_What is expected_
Could you shift every point coordinate in the answers by -88 and rewrite, requests included, only the part of the records below that opens with the line containing "-- sample [285,614]." and closes with the last record, with both ends included?
** START Supplied data **
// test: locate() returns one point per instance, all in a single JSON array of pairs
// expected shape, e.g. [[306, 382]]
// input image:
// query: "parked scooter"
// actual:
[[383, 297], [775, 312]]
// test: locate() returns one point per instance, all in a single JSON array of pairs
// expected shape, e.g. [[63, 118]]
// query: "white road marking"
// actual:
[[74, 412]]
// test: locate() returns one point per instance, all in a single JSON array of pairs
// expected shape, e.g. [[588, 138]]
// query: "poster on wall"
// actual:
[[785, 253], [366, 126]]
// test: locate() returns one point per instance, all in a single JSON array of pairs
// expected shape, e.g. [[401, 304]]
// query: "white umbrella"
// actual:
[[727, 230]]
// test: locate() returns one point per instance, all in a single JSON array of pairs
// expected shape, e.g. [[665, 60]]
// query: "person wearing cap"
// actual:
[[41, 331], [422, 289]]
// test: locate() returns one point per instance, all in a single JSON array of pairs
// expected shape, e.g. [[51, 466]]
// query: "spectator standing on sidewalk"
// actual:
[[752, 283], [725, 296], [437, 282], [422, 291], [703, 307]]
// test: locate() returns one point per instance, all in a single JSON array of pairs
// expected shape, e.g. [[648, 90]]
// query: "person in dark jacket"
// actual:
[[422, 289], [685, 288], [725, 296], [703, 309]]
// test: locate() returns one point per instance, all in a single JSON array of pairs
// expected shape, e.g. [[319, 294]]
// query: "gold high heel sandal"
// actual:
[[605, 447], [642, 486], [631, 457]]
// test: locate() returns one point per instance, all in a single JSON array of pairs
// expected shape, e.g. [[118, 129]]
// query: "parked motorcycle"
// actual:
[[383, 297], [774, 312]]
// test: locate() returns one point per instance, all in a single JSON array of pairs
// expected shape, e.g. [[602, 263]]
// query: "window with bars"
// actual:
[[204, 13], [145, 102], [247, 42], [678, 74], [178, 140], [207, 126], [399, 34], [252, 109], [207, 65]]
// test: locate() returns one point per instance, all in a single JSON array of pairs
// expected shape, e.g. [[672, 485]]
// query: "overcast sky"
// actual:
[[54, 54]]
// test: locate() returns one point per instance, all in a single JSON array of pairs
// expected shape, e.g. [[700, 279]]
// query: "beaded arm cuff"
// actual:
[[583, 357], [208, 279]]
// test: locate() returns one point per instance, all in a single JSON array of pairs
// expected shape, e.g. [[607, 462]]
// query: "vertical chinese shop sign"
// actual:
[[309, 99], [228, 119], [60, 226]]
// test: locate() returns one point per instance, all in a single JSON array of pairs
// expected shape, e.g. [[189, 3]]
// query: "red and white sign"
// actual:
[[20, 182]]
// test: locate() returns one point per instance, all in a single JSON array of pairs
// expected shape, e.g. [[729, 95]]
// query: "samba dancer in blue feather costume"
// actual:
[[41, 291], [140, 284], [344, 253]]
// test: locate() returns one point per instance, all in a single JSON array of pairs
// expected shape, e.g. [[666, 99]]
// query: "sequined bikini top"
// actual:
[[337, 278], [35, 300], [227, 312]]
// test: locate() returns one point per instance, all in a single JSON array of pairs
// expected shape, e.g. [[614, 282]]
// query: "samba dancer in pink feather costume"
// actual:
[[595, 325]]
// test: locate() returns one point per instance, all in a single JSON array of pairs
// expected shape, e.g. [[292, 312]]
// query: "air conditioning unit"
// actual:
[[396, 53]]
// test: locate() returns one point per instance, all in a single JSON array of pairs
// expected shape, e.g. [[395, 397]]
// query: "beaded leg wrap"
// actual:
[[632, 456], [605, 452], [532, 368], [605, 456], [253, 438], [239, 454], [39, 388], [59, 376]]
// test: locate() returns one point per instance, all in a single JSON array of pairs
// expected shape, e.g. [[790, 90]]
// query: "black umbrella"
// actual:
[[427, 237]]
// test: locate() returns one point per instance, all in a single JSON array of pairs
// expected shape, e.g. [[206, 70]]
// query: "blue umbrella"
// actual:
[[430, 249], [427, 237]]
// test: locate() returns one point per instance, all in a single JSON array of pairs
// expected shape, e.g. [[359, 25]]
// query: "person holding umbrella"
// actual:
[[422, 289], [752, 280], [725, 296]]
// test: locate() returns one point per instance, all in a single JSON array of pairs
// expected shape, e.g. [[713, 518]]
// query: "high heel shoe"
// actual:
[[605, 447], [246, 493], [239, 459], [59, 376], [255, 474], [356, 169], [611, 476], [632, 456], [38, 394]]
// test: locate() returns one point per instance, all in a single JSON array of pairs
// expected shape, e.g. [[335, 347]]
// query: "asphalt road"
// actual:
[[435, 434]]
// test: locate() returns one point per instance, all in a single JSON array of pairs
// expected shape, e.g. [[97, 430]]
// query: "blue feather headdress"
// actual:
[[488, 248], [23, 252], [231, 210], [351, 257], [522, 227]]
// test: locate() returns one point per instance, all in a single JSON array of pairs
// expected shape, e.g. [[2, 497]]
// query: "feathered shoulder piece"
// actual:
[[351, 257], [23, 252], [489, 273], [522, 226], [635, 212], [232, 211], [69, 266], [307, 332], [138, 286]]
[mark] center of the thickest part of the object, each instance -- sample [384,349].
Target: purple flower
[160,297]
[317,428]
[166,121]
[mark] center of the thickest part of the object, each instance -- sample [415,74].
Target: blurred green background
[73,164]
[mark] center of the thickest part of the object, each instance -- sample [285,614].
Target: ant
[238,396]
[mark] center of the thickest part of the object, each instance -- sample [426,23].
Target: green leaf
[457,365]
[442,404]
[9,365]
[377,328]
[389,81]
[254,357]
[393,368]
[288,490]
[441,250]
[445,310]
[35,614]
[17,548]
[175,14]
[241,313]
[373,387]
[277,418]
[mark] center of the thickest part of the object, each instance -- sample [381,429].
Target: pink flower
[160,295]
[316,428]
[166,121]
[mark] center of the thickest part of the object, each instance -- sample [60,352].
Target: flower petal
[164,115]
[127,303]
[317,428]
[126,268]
** END Supplied data **
_Problem solution_
[mark] center of the thickest part of the object, each instance -- sample [285,614].
Target: ant
[150,308]
[mark] center of the thickest part of the object, each instance -- sample [426,23].
Target: green leaf
[369,277]
[354,316]
[-79,277]
[289,240]
[301,-7]
[166,269]
[305,280]
[200,402]
[353,162]
[357,222]
[-53,526]
[-71,460]
[87,-74]
[153,225]
[285,299]
[189,330]
[mark] center of the thickest part of the object, each instance -- sample [381,429].
Target: pink flower
[72,207]
[228,340]
[78,33]
[mark] center of the thickest part of the object, each instance -- sample [60,352].
Target: flower petal
[76,27]
[39,215]
[229,340]
[38,180]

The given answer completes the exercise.